Given request: Reproduce the rows below word for word, omitting the picture.

Listed records:
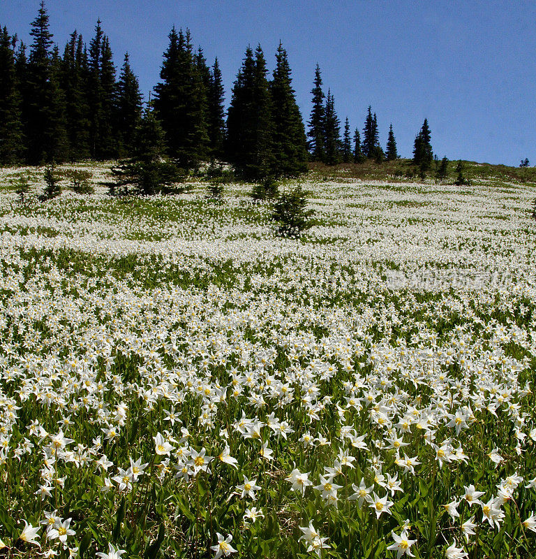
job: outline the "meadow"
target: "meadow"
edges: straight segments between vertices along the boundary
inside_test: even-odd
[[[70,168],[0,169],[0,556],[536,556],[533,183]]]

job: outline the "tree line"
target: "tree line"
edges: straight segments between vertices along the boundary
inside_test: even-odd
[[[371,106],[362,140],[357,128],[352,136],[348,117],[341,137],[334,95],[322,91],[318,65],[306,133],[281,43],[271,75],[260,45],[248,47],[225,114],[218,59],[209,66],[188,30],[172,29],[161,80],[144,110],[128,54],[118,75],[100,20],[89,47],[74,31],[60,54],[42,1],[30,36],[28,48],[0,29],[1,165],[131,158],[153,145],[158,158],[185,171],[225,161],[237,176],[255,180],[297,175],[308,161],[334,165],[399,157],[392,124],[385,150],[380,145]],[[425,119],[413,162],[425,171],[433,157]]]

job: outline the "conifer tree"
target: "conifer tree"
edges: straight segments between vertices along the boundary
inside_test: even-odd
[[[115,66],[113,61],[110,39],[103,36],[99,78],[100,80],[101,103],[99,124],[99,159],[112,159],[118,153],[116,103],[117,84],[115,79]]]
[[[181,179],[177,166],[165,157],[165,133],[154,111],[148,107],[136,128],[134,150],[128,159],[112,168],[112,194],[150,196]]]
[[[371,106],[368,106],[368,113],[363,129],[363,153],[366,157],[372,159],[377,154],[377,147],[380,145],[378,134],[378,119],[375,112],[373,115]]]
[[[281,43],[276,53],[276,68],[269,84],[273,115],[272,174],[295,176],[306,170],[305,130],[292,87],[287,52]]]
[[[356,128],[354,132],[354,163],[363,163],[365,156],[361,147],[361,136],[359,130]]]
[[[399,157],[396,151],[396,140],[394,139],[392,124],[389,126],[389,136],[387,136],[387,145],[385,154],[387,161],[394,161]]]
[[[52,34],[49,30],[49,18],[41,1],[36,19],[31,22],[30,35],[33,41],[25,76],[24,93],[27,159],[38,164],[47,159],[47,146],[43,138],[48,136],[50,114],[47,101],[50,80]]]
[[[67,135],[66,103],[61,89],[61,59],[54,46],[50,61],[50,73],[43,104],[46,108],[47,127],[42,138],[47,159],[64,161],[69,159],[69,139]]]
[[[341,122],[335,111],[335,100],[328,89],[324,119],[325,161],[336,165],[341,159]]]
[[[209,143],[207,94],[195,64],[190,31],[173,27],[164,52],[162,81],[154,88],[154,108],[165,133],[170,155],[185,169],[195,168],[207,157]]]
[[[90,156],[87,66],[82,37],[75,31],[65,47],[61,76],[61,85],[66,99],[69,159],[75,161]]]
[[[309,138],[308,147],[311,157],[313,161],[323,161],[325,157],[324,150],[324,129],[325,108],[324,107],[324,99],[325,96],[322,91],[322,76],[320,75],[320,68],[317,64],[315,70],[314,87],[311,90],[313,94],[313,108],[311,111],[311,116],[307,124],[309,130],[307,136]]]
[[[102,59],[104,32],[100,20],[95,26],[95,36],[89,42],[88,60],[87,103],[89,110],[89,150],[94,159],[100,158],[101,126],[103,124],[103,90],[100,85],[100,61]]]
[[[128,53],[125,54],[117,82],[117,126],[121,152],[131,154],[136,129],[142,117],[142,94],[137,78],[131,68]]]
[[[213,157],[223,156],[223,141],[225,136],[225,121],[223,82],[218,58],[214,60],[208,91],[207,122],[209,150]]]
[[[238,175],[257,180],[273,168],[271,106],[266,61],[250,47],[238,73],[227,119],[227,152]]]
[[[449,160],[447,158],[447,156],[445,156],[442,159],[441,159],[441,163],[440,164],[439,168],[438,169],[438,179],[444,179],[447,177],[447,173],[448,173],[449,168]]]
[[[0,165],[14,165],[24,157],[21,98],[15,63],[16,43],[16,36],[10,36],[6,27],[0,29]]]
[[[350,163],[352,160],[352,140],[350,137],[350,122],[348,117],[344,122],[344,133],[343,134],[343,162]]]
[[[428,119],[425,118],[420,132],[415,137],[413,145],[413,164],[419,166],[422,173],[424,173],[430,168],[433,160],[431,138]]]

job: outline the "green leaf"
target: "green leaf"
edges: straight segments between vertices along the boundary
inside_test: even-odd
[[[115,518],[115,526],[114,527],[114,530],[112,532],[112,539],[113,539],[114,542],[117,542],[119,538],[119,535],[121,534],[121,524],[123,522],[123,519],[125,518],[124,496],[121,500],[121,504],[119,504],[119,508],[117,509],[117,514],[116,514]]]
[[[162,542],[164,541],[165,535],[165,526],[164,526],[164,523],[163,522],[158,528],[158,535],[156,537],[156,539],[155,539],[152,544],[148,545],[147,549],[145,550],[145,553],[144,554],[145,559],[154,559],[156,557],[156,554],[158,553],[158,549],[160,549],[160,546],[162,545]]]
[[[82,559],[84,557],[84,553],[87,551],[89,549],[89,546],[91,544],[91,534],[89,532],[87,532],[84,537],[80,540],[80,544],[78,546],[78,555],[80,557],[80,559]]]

Reply:
job: outline the "meadow"
target: "meadow"
edges: straight segments between vertices along the boundary
inside_test: even-odd
[[[70,168],[0,169],[0,556],[536,556],[533,183]]]

job: outline the "tree line"
target: "tree line"
edges: straight segments between vertices along the boundary
inside_test: even-odd
[[[371,106],[362,140],[357,128],[352,136],[348,117],[341,137],[334,95],[322,91],[318,65],[306,133],[281,43],[271,75],[260,45],[248,47],[225,114],[218,59],[209,66],[188,30],[172,29],[161,80],[144,110],[128,54],[118,75],[100,20],[89,47],[74,31],[60,54],[42,1],[30,36],[28,48],[0,29],[1,165],[131,158],[153,145],[158,158],[185,171],[225,161],[237,176],[255,180],[297,175],[308,161],[334,165],[399,157],[392,124],[385,150],[380,145]],[[425,119],[413,162],[425,171],[433,157]]]

job: outline the "conifer tree"
target: "conifer tree"
edges: straight segments between vertices along the boundary
inside_test: even-odd
[[[115,66],[113,61],[110,39],[103,36],[99,78],[100,80],[101,103],[99,124],[99,159],[112,159],[118,153],[116,103],[117,84],[115,79]]]
[[[181,179],[177,166],[165,157],[165,133],[154,111],[148,107],[136,128],[134,150],[128,159],[112,168],[112,194],[150,196]]]
[[[371,106],[368,106],[368,113],[363,129],[363,153],[366,157],[372,159],[377,154],[377,147],[380,145],[378,134],[378,119],[375,112],[373,115]]]
[[[281,43],[276,53],[276,68],[269,84],[273,115],[272,174],[295,176],[306,170],[305,130],[292,87],[287,52]]]
[[[356,128],[354,132],[354,163],[363,163],[365,156],[361,147],[361,136],[359,130]]]
[[[399,157],[396,151],[396,140],[394,139],[392,124],[389,126],[389,136],[387,136],[387,145],[385,154],[387,161],[394,161]]]
[[[52,34],[49,30],[49,18],[41,1],[36,19],[31,22],[30,35],[33,41],[25,76],[24,93],[27,159],[38,164],[47,159],[47,146],[43,138],[48,136],[50,114],[47,101],[50,80]]]
[[[67,135],[66,103],[61,89],[61,59],[54,46],[50,61],[50,73],[43,104],[46,108],[47,127],[42,138],[47,159],[64,161],[69,159],[69,139]]]
[[[341,122],[335,111],[335,100],[328,89],[324,119],[325,161],[336,165],[341,159]]]
[[[209,143],[207,94],[195,64],[190,31],[173,27],[164,52],[162,81],[154,88],[154,108],[165,133],[170,155],[185,169],[195,168],[207,157]]]
[[[90,156],[87,66],[82,37],[75,31],[65,47],[61,76],[61,85],[66,99],[69,159],[75,161]]]
[[[309,138],[308,147],[311,157],[313,161],[323,161],[325,157],[324,150],[324,129],[325,108],[324,107],[324,99],[325,96],[322,91],[322,76],[320,75],[320,68],[317,64],[315,70],[314,87],[311,90],[313,94],[313,108],[311,111],[311,116],[307,124],[309,130],[307,136]]]
[[[102,59],[104,32],[100,20],[95,26],[95,36],[89,42],[88,60],[87,103],[89,110],[89,150],[94,159],[100,158],[101,126],[103,124],[103,90],[100,85],[100,61]]]
[[[128,53],[125,54],[117,82],[117,126],[121,152],[131,154],[136,129],[142,117],[142,94],[137,78],[131,68]]]
[[[213,157],[223,156],[223,141],[225,136],[225,121],[223,82],[218,58],[214,60],[208,91],[207,122],[209,150]]]
[[[238,175],[257,180],[273,168],[271,106],[266,61],[250,47],[238,73],[227,119],[227,152]]]
[[[449,160],[447,158],[447,156],[445,156],[442,159],[441,159],[441,163],[440,164],[439,168],[438,169],[438,179],[444,179],[447,177],[447,173],[448,173],[449,168]]]
[[[0,165],[14,165],[24,157],[21,98],[15,63],[16,43],[16,36],[10,36],[6,27],[0,29]]]
[[[350,163],[352,160],[352,140],[350,137],[350,122],[348,117],[344,122],[344,133],[343,134],[343,162]]]
[[[428,119],[425,118],[420,132],[415,137],[413,145],[413,164],[419,166],[422,173],[424,173],[430,168],[433,160],[431,138]]]

job: outline the "green leaf"
target: "green leaf"
edges: straight segments between vertices along the boundary
inside_test: even-odd
[[[115,518],[115,526],[114,527],[114,530],[112,532],[112,539],[113,539],[114,542],[117,542],[119,538],[119,535],[121,534],[121,524],[123,522],[123,519],[125,518],[124,496],[121,500],[121,504],[119,504],[119,508],[117,509],[117,514],[116,514]]]
[[[162,542],[164,541],[165,535],[165,526],[164,526],[164,523],[163,522],[158,528],[158,535],[156,537],[156,539],[155,539],[152,544],[148,545],[147,549],[145,550],[145,553],[144,554],[145,559],[154,559],[156,557],[156,554],[158,553],[158,549],[160,549],[160,546],[162,545]]]
[[[82,559],[84,557],[84,553],[87,551],[89,549],[89,546],[91,544],[91,534],[89,532],[87,532],[84,537],[80,540],[80,544],[78,546],[78,555],[80,557],[80,559]]]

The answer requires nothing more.